*Exercise brief*:
Could you present every line of the data below as a Markdown table with two columns, Row and Line? Number each row and leave out any blank lines.

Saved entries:
--

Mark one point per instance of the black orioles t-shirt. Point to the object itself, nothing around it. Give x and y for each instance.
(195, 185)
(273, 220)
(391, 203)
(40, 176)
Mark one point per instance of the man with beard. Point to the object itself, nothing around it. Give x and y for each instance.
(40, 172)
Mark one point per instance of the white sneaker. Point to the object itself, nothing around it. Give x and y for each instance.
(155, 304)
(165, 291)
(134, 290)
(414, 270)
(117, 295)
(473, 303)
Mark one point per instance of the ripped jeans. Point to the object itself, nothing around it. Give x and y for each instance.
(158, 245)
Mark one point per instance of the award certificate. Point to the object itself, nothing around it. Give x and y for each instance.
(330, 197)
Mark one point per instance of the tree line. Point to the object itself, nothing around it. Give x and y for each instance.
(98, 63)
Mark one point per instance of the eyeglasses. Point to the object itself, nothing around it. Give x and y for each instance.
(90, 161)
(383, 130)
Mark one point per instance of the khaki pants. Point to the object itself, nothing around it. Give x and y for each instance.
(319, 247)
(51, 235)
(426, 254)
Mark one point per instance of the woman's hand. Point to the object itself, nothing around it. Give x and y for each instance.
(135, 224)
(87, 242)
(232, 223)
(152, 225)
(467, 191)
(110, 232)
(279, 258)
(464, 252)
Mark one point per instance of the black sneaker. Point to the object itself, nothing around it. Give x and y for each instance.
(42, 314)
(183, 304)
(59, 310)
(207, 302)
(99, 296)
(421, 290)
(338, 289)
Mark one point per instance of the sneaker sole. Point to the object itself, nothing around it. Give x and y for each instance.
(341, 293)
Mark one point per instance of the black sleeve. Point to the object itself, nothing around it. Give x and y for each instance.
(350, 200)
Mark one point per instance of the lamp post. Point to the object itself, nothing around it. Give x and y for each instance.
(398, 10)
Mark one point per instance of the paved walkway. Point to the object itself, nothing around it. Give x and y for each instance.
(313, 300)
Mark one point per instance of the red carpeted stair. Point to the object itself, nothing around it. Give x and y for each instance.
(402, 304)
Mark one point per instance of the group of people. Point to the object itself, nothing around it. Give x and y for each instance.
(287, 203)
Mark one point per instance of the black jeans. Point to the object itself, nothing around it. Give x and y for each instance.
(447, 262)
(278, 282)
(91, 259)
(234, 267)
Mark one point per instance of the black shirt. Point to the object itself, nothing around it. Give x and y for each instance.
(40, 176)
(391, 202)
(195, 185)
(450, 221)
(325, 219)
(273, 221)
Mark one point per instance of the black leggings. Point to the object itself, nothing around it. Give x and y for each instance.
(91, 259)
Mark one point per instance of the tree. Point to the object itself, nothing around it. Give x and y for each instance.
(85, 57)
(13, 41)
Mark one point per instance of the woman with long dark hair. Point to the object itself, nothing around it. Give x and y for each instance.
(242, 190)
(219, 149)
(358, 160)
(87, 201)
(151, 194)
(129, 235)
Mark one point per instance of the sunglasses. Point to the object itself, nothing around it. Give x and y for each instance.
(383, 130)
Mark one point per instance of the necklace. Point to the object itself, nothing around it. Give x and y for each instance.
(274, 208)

--

*Task answer*:
| Row | Line |
|---|---|
| 1 | Mark one point per instance of the black orioles t-shirt. Point to the object itself, nothing around it. Give x and y for each instance. |
| 2 | (195, 185) |
| 3 | (273, 220) |
| 4 | (391, 203) |
| 5 | (40, 176) |
| 6 | Mark one point per instance of the man with beard. Point to the object itself, nothing around it. Give x and y for each instance. |
| 7 | (40, 172) |
| 8 | Mark one point per instance of the white sneaker. Point to the object itself, nothing around it. Give x and y for each instance. |
| 9 | (155, 304) |
| 10 | (165, 291) |
| 11 | (134, 290) |
| 12 | (414, 270) |
| 13 | (117, 295) |
| 14 | (473, 303) |
| 15 | Mark one point per instance of the ripped jeans. Point to the object itself, nothing around it. Give x and y for each instance. |
| 16 | (158, 245) |
| 17 | Mark one point per instance of the award certificate. Point to the object itself, nothing around it. Give x and y for each instance. |
| 18 | (330, 197) |
| 19 | Mark one point per instance of the tree line. Point to the object itself, nothing around it. Give x and y for each instance. |
| 20 | (98, 63) |
| 21 | Mark one point per instance of the eyeglasses. Point to the object itself, nothing around it. Give x and y for each instance. |
| 22 | (90, 161) |
| 23 | (383, 130) |
| 24 | Mark one point per instance of the khaki pants. Point to the object itself, nothing around it. Give x and y for each instance. |
| 25 | (319, 247) |
| 26 | (51, 235) |
| 27 | (426, 254) |
| 28 | Mark one point per instance of the woman's hand. Point to the object itself, nothing around it. Give x and y for each instance. |
| 29 | (135, 224) |
| 30 | (87, 242) |
| 31 | (232, 223) |
| 32 | (152, 225) |
| 33 | (467, 191) |
| 34 | (110, 232) |
| 35 | (279, 258) |
| 36 | (464, 252) |
| 37 | Mark one point per instance of the black sneaker. Point to the object itself, nothing around it. Give x and y for each instance. |
| 38 | (42, 314) |
| 39 | (183, 304) |
| 40 | (59, 310) |
| 41 | (207, 302) |
| 42 | (99, 296) |
| 43 | (421, 290) |
| 44 | (338, 289) |
| 45 | Mark one point per instance of the sneaker sole. Point to the object itself, nothing around it. Give x and y for each instance. |
| 46 | (341, 293) |
| 47 | Mark one point per instance of the black sleeve. Point to the object itself, nothing around it. Give x and y for each instance. |
| 48 | (350, 200) |
| 49 | Mark one point per instance of the lamp post. Point to the object itself, nothing around it. Give x and y for each instance. |
| 50 | (398, 10) |
| 51 | Mark one point per instance of the paved walkway. Point to the object itself, nothing around it. Give x and y for each instance. |
| 52 | (313, 300) |
| 53 | Mark one point per instance of the red carpeted stair. Point to the object itself, nothing around it. Give x and y for each instance. |
| 54 | (402, 304) |
| 55 | Mark one point per instance of the group of people. Point to the object itself, nothing around it. Give x and y for each instance. |
| 56 | (287, 203) |
| 57 | Mark one point per instance of the black jeans. Point to the object itself, nothing around it. Give x and y for each instance. |
| 58 | (447, 262) |
| 59 | (278, 282) |
| 60 | (91, 259) |
| 61 | (234, 267) |
| 62 | Mark one point per instance of the black shirt. Point to the object itself, nothing around it. Give x and y for each instance. |
| 63 | (40, 176) |
| 64 | (391, 202) |
| 65 | (195, 185) |
| 66 | (450, 221) |
| 67 | (325, 219) |
| 68 | (273, 221) |
| 69 | Mark one point per instance of the black leggings. Point to the object itself, nothing around it. Give x and y for each instance. |
| 70 | (91, 259) |
| 71 | Mark one point per instance of the tree. Point to the object itself, nothing around it. Give x and y for each instance. |
| 72 | (85, 57) |
| 73 | (13, 41) |
| 74 | Mark one point per instance of the woman with long dark hair. Point to the object itself, nothing around it. Give x and y for each instance. |
| 75 | (242, 190) |
| 76 | (219, 149) |
| 77 | (358, 160) |
| 78 | (87, 201) |
| 79 | (151, 194) |
| 80 | (129, 235) |
| 81 | Mark one point per instance of the sunglasses. Point to the object itself, nothing around it. Give x and y for each instance. |
| 82 | (383, 130) |
| 83 | Mark one point per instance of the necklace. Point to the object itself, nothing around it. Give x and y for each instance. |
| 84 | (274, 208) |